→ **Job**: In the records below, find the line containing "TARGET = window"; copy exactly that line and all lines after it to the end, and nothing else.

→ **Supplied material**:
····················
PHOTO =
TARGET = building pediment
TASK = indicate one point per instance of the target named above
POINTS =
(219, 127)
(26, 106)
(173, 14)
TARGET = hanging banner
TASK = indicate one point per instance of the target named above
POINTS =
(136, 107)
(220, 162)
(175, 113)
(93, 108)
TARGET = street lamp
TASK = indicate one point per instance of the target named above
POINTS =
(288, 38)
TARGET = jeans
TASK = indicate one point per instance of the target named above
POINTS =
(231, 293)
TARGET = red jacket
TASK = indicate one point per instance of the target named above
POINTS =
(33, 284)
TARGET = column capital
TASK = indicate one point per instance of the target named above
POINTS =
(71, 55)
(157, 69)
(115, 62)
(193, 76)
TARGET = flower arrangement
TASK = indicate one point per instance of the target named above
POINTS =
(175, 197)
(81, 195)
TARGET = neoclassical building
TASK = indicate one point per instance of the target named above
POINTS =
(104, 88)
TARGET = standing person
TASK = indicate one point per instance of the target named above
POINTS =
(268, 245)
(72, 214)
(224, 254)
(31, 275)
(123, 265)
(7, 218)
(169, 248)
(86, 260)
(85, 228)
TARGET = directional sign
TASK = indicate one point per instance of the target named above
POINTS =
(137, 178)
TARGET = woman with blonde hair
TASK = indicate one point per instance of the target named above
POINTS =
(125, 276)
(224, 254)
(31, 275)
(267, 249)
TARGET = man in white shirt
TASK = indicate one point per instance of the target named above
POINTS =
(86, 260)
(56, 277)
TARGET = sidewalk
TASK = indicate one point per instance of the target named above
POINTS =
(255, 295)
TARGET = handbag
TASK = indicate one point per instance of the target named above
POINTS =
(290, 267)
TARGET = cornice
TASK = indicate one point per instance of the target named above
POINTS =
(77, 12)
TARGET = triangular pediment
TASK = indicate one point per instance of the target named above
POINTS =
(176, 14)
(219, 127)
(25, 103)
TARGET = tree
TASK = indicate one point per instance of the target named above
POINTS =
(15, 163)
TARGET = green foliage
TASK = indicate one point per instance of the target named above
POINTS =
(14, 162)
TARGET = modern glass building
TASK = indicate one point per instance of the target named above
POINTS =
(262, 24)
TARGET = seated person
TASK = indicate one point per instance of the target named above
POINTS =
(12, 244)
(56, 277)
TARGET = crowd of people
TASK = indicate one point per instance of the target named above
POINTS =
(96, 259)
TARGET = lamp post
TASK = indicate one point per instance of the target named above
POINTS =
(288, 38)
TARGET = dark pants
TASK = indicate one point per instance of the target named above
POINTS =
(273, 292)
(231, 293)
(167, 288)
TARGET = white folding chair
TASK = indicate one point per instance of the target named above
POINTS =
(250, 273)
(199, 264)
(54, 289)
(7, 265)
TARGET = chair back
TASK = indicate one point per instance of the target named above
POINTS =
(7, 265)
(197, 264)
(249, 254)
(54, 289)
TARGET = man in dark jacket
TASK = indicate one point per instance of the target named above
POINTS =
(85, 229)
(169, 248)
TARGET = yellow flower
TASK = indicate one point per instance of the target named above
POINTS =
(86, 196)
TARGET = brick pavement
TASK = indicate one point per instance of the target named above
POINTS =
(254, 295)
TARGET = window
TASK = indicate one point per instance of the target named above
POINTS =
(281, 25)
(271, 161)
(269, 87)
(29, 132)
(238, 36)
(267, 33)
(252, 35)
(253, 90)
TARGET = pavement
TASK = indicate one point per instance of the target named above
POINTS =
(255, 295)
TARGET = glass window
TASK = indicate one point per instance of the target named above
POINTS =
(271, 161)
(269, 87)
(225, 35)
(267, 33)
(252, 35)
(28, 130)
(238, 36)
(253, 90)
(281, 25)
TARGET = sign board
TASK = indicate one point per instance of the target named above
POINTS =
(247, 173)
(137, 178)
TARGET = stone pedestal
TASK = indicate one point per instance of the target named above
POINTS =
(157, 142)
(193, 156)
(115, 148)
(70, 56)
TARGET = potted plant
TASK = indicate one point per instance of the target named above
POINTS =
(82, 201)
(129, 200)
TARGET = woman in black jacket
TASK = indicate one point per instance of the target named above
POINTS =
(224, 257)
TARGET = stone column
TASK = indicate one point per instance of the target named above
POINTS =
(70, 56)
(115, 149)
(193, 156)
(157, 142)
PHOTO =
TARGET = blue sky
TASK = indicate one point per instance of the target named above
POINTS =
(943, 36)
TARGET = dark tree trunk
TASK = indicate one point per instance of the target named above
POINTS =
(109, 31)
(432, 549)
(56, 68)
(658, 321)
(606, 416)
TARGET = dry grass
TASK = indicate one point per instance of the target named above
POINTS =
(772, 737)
····················
→ **The completed task**:
TARGET = window
TASK = indicate one point per instance of the target named above
POINTS =
(281, 25)
(271, 161)
(269, 87)
(29, 132)
(238, 36)
(267, 33)
(252, 35)
(253, 90)
TARGET = pavement
TASK = indicate one point per instance of the target named above
POINTS =
(255, 295)
TARGET = glass window
TASK = indicate one point per instance of the target named above
POINTS =
(271, 161)
(269, 87)
(225, 35)
(267, 33)
(252, 35)
(28, 130)
(238, 36)
(253, 90)
(281, 25)
TARGET = sign board
TASK = indicate one point per instance of the target named above
POINTS =
(247, 173)
(137, 178)
TARGET = stone pedestal
TASK = indicate one point per instance of the target named above
POINTS =
(157, 142)
(193, 156)
(115, 148)
(70, 56)
TARGET = potted plant
TASK = indicate one point per instance of the target named above
POINTS =
(82, 201)
(129, 200)
TARGET = woman in black jacket
TASK = indicate one point per instance of the target named above
POINTS =
(224, 257)
TARGET = stone column
TASK = indicate one point per instance of the target named above
POINTS =
(70, 56)
(115, 149)
(193, 156)
(157, 142)
PHOTO =
TARGET = blue sky
TASK = indicate one point per instance of the target named above
POINTS =
(943, 36)
TARGET = dark tree trunk
TASK = indicate one point per instance of the target named above
POINTS =
(109, 31)
(432, 549)
(56, 68)
(658, 321)
(606, 416)
TARGET = dry grass
TASK = indicate one point per instance of the target named above
POINTS =
(772, 737)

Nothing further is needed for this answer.